* TASK *
Output every line of the rows below as a Markdown table with the columns Number and Line, leaving out blank lines.

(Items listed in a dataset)
▼

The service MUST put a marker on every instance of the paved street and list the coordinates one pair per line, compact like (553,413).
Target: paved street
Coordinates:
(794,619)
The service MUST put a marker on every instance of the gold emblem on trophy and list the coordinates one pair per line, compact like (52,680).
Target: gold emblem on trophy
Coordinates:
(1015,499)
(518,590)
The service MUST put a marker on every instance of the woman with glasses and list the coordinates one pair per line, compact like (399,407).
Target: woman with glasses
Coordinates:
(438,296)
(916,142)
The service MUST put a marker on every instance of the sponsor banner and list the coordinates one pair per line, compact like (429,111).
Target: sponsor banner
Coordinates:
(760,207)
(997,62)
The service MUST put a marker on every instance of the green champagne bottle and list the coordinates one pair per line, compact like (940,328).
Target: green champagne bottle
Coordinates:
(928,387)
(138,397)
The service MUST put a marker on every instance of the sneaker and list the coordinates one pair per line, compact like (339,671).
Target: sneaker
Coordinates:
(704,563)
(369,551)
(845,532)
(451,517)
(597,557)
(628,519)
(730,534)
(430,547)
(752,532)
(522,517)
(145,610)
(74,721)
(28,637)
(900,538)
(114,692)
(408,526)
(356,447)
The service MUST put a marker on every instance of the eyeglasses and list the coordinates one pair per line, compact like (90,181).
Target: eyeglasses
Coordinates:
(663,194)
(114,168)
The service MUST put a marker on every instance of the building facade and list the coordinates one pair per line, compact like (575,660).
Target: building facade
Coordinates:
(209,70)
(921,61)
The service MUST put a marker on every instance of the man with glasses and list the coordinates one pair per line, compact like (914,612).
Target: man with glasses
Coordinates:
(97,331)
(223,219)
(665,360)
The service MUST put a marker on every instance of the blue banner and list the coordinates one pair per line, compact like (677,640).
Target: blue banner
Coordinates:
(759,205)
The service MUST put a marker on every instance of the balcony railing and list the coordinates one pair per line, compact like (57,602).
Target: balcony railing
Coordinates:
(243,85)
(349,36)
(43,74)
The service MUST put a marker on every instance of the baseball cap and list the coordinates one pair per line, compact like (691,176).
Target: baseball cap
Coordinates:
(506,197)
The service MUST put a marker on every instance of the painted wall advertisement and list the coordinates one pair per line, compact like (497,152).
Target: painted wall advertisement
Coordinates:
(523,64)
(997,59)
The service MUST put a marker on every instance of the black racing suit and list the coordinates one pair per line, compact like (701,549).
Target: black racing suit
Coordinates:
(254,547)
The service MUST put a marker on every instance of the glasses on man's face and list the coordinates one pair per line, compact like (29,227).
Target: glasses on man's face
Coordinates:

▲

* ANSWER *
| Number | Line |
|---|---|
| 1 | The service MUST put a marker on every instance of the paved street and list the coordinates one pair per line, compact like (553,413). |
| 2 | Target: paved street |
| 3 | Coordinates: |
| 4 | (794,619) |
| 5 | The service MUST put a marker on every instance of the gold emblem on trophy and list the coordinates one pair per line, compact like (52,680). |
| 6 | Target: gold emblem on trophy |
| 7 | Coordinates: |
| 8 | (1015,499) |
| 9 | (518,590) |
| 10 | The service MUST put a marker on every instance of the woman with glasses and list the coordinates one pair per line, compact like (399,407). |
| 11 | Target: woman with glasses |
| 12 | Coordinates: |
| 13 | (438,296) |
| 14 | (916,142) |
| 15 | The service MUST put a marker on every instance of the sponsor banner and list the coordinates one pair per line, compact like (429,111). |
| 16 | Target: sponsor banner |
| 17 | Coordinates: |
| 18 | (760,207) |
| 19 | (997,62) |
| 20 | The service MUST put a marker on every instance of the green champagne bottle and list the coordinates one pair per line, compact like (940,328). |
| 21 | Target: green champagne bottle |
| 22 | Coordinates: |
| 23 | (928,387) |
| 24 | (138,397) |
| 25 | The service MUST put a marker on every instance of the sneaker and list the coordinates one pair per line, compact like (339,671). |
| 26 | Target: sneaker |
| 27 | Coordinates: |
| 28 | (704,563) |
| 29 | (369,551) |
| 30 | (845,532) |
| 31 | (451,517) |
| 32 | (597,557) |
| 33 | (628,519) |
| 34 | (730,534) |
| 35 | (430,547) |
| 36 | (752,532) |
| 37 | (522,517) |
| 38 | (145,610) |
| 39 | (74,721) |
| 40 | (28,637) |
| 41 | (900,538) |
| 42 | (114,692) |
| 43 | (408,526) |
| 44 | (356,447) |
| 45 | The service MUST put a marker on every instance of the eyeglasses and list the coordinates one pair per line, compact like (90,181). |
| 46 | Target: eyeglasses |
| 47 | Coordinates: |
| 48 | (663,194) |
| 49 | (114,168) |
| 50 | The service MUST put a marker on every instance of the building facade and list the coordinates one pair per line, compact like (575,660). |
| 51 | Target: building facade |
| 52 | Coordinates: |
| 53 | (209,70) |
| 54 | (921,61) |
| 55 | The service MUST put a marker on every instance of the man with glasses and list the coordinates one pair per line, compact like (914,612). |
| 56 | Target: man with glasses |
| 57 | Coordinates: |
| 58 | (97,331) |
| 59 | (223,219) |
| 60 | (665,360) |
| 61 | The service MUST put a marker on every instance of the blue banner and list the coordinates one pair per line, compact like (677,640). |
| 62 | Target: blue banner |
| 63 | Coordinates: |
| 64 | (759,205) |
| 65 | The service MUST put a marker on every instance of the balcony railing and list the coordinates one pair per line, compact like (57,602). |
| 66 | Target: balcony railing |
| 67 | Coordinates: |
| 68 | (243,85) |
| 69 | (349,36) |
| 70 | (43,74) |
| 71 | The service MUST put a marker on every instance of the baseball cap and list the coordinates one pair per line, compact like (691,176). |
| 72 | Target: baseball cap |
| 73 | Coordinates: |
| 74 | (506,197) |
| 75 | The service MUST put a marker on every instance of the painted wall advertisement and list the coordinates one pair per line, compact like (497,152). |
| 76 | Target: painted wall advertisement |
| 77 | Coordinates: |
| 78 | (523,64) |
| 79 | (997,59) |
| 80 | The service MUST put a marker on every instance of the black racing suit and list the coordinates one pair per line, compact like (701,549). |
| 81 | Target: black racing suit |
| 82 | Coordinates: |
| 83 | (254,547) |
| 84 | The service MUST put a marker on every instance of the glasses on man's face and list the coordinates one pair per line, compact like (29,227). |
| 85 | Target: glasses on man's face |
| 86 | Coordinates: |